Please transcribe the data below exactly. Leave the pictures out.

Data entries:
----------------

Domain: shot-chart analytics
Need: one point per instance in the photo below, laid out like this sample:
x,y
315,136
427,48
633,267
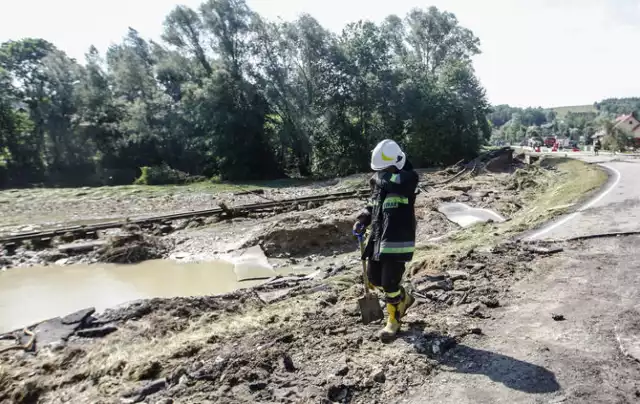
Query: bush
x,y
163,175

----------------

» **Written solution**:
Domain: shot-chart analytics
Need: one point per instance in the photo below, laid out like this sample:
x,y
315,136
427,48
633,267
Query: bush
x,y
163,175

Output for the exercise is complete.